• _WORK INSTRUCTION_: The reply must return each line of the data exactly.

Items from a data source
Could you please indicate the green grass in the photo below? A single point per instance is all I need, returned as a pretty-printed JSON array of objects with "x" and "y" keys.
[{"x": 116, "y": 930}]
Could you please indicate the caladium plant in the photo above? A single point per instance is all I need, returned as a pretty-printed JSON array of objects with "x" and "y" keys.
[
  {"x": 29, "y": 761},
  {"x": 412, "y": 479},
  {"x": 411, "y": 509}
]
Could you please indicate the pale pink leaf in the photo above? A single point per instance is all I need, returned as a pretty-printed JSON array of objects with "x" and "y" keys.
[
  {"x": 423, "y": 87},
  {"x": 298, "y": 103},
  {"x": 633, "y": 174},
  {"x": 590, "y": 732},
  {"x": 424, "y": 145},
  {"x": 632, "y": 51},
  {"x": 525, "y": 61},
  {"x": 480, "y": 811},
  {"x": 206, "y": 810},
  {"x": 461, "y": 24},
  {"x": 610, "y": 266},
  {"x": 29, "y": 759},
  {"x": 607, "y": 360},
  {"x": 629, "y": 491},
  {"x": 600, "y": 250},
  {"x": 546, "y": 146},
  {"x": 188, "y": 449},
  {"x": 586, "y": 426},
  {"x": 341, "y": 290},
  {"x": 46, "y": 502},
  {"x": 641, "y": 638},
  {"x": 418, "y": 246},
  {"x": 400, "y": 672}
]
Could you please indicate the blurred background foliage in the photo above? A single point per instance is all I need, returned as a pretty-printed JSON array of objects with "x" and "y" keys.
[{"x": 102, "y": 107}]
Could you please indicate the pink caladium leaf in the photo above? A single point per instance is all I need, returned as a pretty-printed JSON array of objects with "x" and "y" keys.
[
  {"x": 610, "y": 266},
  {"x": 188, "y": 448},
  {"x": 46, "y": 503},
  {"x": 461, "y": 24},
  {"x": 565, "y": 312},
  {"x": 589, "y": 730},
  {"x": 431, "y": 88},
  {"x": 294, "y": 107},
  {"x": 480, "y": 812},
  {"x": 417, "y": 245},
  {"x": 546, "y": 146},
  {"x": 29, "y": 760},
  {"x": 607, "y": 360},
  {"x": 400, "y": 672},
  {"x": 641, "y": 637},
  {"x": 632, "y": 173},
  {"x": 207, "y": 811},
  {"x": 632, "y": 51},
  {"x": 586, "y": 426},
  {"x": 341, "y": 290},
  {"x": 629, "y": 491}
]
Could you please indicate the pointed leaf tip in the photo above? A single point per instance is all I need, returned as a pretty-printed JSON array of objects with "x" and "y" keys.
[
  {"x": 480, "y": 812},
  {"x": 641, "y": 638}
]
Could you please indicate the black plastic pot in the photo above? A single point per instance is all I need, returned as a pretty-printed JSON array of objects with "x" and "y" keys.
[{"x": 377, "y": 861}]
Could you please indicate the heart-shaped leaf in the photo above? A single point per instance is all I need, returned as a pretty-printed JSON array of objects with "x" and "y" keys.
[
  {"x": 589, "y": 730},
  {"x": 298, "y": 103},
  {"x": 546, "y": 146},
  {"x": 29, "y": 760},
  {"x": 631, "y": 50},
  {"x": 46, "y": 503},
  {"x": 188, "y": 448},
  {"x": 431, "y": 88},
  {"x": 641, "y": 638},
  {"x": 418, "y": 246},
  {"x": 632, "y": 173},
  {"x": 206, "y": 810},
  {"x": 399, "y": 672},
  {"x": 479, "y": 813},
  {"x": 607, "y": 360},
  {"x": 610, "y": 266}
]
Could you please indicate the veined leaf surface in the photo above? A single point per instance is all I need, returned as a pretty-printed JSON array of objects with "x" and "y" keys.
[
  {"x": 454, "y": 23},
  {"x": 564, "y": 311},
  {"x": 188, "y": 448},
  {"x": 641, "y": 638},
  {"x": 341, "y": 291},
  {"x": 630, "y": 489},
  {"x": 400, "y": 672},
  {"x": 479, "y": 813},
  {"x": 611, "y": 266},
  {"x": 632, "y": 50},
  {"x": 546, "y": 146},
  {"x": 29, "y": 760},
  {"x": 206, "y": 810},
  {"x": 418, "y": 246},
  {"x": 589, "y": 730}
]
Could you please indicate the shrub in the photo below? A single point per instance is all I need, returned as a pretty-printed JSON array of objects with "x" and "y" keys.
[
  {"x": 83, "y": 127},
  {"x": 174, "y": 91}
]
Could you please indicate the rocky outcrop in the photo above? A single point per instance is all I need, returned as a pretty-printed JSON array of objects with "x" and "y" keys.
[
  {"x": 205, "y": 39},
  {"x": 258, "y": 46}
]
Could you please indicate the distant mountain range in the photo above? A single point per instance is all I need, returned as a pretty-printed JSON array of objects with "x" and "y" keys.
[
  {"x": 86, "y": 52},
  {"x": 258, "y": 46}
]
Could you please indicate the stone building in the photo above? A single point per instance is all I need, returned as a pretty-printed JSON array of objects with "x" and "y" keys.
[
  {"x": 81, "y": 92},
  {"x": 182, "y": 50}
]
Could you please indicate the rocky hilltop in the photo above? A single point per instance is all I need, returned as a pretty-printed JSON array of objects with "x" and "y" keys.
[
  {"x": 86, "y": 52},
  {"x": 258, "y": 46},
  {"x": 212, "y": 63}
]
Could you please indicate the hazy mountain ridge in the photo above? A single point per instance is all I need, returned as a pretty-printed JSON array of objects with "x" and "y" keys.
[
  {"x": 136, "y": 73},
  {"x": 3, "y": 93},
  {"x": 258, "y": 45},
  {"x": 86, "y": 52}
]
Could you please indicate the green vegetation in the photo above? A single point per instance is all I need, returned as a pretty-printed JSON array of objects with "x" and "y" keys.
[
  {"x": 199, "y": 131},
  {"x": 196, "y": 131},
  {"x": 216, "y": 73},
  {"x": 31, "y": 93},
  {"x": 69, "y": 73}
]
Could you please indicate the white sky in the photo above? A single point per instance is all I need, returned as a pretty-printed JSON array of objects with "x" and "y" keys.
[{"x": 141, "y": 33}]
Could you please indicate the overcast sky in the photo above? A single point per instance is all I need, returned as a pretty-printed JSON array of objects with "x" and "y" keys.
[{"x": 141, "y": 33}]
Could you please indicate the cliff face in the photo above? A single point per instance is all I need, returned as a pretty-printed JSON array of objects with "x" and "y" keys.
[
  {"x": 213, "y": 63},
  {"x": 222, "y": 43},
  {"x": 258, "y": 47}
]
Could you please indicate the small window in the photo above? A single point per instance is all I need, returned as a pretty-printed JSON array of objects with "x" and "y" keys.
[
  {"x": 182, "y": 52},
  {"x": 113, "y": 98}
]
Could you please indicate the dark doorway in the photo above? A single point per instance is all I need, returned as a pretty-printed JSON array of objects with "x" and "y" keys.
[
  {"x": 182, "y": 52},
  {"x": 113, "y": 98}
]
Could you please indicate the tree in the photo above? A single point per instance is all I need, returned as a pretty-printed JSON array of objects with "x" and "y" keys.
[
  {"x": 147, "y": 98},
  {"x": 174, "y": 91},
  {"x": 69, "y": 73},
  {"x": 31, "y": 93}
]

• _EXPECTED OUTPUT_:
Could you please indicate the green grass in the photo below? A single point per instance is all I need, returned as a pretty-printed JSON array of objects with "x" and "y" keys.
[{"x": 116, "y": 930}]
Could you please indicate the caladium plant in the photo above? A single point per instance is all I need, returned as a pretty-printed JSON array of objects with "x" and "y" keys.
[
  {"x": 29, "y": 761},
  {"x": 412, "y": 479},
  {"x": 411, "y": 509}
]
Could you please indicate the pale pink leaf in the photo above? A single point per instance is all I need, returned as a pretty-printed JSON array of objects with "x" and "y" keys.
[
  {"x": 423, "y": 87},
  {"x": 298, "y": 103},
  {"x": 633, "y": 174},
  {"x": 590, "y": 732},
  {"x": 424, "y": 145},
  {"x": 632, "y": 51},
  {"x": 525, "y": 61},
  {"x": 480, "y": 811},
  {"x": 206, "y": 810},
  {"x": 461, "y": 24},
  {"x": 610, "y": 266},
  {"x": 29, "y": 759},
  {"x": 607, "y": 360},
  {"x": 629, "y": 491},
  {"x": 600, "y": 250},
  {"x": 546, "y": 146},
  {"x": 188, "y": 449},
  {"x": 586, "y": 426},
  {"x": 341, "y": 290},
  {"x": 46, "y": 502},
  {"x": 641, "y": 638},
  {"x": 418, "y": 246},
  {"x": 400, "y": 672}
]
Could you please indicate the blurred background foliage in the photo above? A single point per instance is all I need, returned as a pretty-printed JSON array of objects with "x" and "y" keys.
[{"x": 102, "y": 107}]
Could you please indicate the pink caladium leaf in the photo above? A single point per instance is all I need, returned as a pretty-printed JSON array of objects with "x" and "y" keys.
[
  {"x": 610, "y": 266},
  {"x": 188, "y": 448},
  {"x": 46, "y": 503},
  {"x": 461, "y": 24},
  {"x": 565, "y": 312},
  {"x": 589, "y": 730},
  {"x": 431, "y": 88},
  {"x": 294, "y": 107},
  {"x": 480, "y": 812},
  {"x": 417, "y": 245},
  {"x": 546, "y": 146},
  {"x": 29, "y": 760},
  {"x": 607, "y": 360},
  {"x": 400, "y": 672},
  {"x": 641, "y": 637},
  {"x": 632, "y": 173},
  {"x": 207, "y": 811},
  {"x": 632, "y": 51},
  {"x": 586, "y": 426},
  {"x": 341, "y": 290},
  {"x": 629, "y": 491}
]
Could you please indicate the pointed leaf tip in the photo above? A single point per instance is all I need, returned as a pretty-printed JSON array of objects with "x" and "y" keys.
[
  {"x": 480, "y": 812},
  {"x": 641, "y": 638}
]
Could you please indicate the black plastic pot in the photo above? A single point per instance is all I need, returned as a pretty-printed JSON array of objects with "x" and "y" keys.
[{"x": 377, "y": 861}]
Could you please indicate the heart-shaped leaf in the photo above? A single point per instance is all I need, returned as a pretty-printed JSON array of objects with "x" and "y" keys.
[
  {"x": 589, "y": 730},
  {"x": 298, "y": 103},
  {"x": 546, "y": 146},
  {"x": 29, "y": 760},
  {"x": 631, "y": 50},
  {"x": 46, "y": 503},
  {"x": 188, "y": 448},
  {"x": 431, "y": 88},
  {"x": 641, "y": 638},
  {"x": 418, "y": 246},
  {"x": 632, "y": 173},
  {"x": 206, "y": 810},
  {"x": 399, "y": 672},
  {"x": 479, "y": 813},
  {"x": 607, "y": 360},
  {"x": 610, "y": 266}
]
Could you please indicate the veined leaf surface in the photo above? A single point per instance is all I need, returned as a pretty-printed JSON array of objects with "x" and "y" keys.
[
  {"x": 454, "y": 23},
  {"x": 564, "y": 311},
  {"x": 188, "y": 448},
  {"x": 641, "y": 638},
  {"x": 341, "y": 291},
  {"x": 630, "y": 489},
  {"x": 400, "y": 672},
  {"x": 479, "y": 813},
  {"x": 611, "y": 266},
  {"x": 632, "y": 50},
  {"x": 546, "y": 146},
  {"x": 29, "y": 760},
  {"x": 206, "y": 810},
  {"x": 418, "y": 246},
  {"x": 589, "y": 730}
]
Could you please indicate the shrub in the photo below? A single point per instance is all I need, returned as a pretty-printed JSON array of objects with "x" and "y" keys.
[
  {"x": 83, "y": 127},
  {"x": 174, "y": 91}
]
Could you please indicate the rocky outcrop in the photo above? A single point per instance is all I need, returned as a pretty-printed JSON array of objects with "x" and "y" keys.
[
  {"x": 205, "y": 39},
  {"x": 258, "y": 46}
]
Could you please indicate the distant mountain range in the photo above? A single point per instance is all I need, returned as a pretty-printed JSON array of objects with "x" and "y" keys.
[
  {"x": 86, "y": 52},
  {"x": 258, "y": 46}
]
Could you please indicate the stone building in the photo above? A single point per instance is all I need, returned as a pretty-printed JSON array of objects with "x" and "y" keys.
[
  {"x": 81, "y": 92},
  {"x": 182, "y": 50}
]
Could you please indicate the rocky hilltop in the photo above? A single point per instance is all I need, returned as a pretty-printed JSON array of objects with "x" and "y" keys.
[
  {"x": 86, "y": 52},
  {"x": 258, "y": 46},
  {"x": 212, "y": 63}
]
Could you please indicate the hazy mountain ridge in the photo above? A single point per instance is all I need, returned as a pretty-printed JSON array of objects with "x" and "y" keys.
[
  {"x": 136, "y": 73},
  {"x": 3, "y": 93},
  {"x": 258, "y": 45},
  {"x": 86, "y": 52}
]
Could you please indicate the green vegetation in the photo above? A single point per instance is all I need, returned as a pretty-printed JSON array of objects with "x" and "y" keys.
[
  {"x": 199, "y": 131},
  {"x": 196, "y": 131},
  {"x": 216, "y": 73},
  {"x": 31, "y": 93},
  {"x": 69, "y": 73}
]
Could you please indicate the white sky in the photo above? A single point per instance is all I need, returned as a pretty-printed JSON array of objects with "x" and "y" keys.
[{"x": 141, "y": 33}]
Could you please indicate the overcast sky in the photo above? A single point per instance is all I need, returned as a pretty-printed JSON array of objects with "x" and "y" keys.
[{"x": 141, "y": 33}]
Could you please indicate the cliff face in the photo above? A single point per instance is all I need, returned as a pretty-printed JSON array of objects with "x" and "y" keys.
[
  {"x": 213, "y": 63},
  {"x": 222, "y": 43},
  {"x": 258, "y": 47}
]
Could you please indicate the small window in the photo above? A single point per instance is all I need, returned as a pretty-printed JSON array of objects with "x" and "y" keys.
[
  {"x": 182, "y": 52},
  {"x": 113, "y": 98}
]
Could you please indicate the dark doorway in the photo above? A single point per instance is all I need, returned as a pretty-printed JSON array of objects with "x" and "y" keys.
[
  {"x": 182, "y": 52},
  {"x": 113, "y": 98}
]
Could you please indicate the tree in the photo above? A single point per instance is all I need, returned as a pretty-printed JSON array of objects with "x" and "y" keys.
[
  {"x": 147, "y": 98},
  {"x": 174, "y": 91},
  {"x": 69, "y": 73},
  {"x": 31, "y": 93}
]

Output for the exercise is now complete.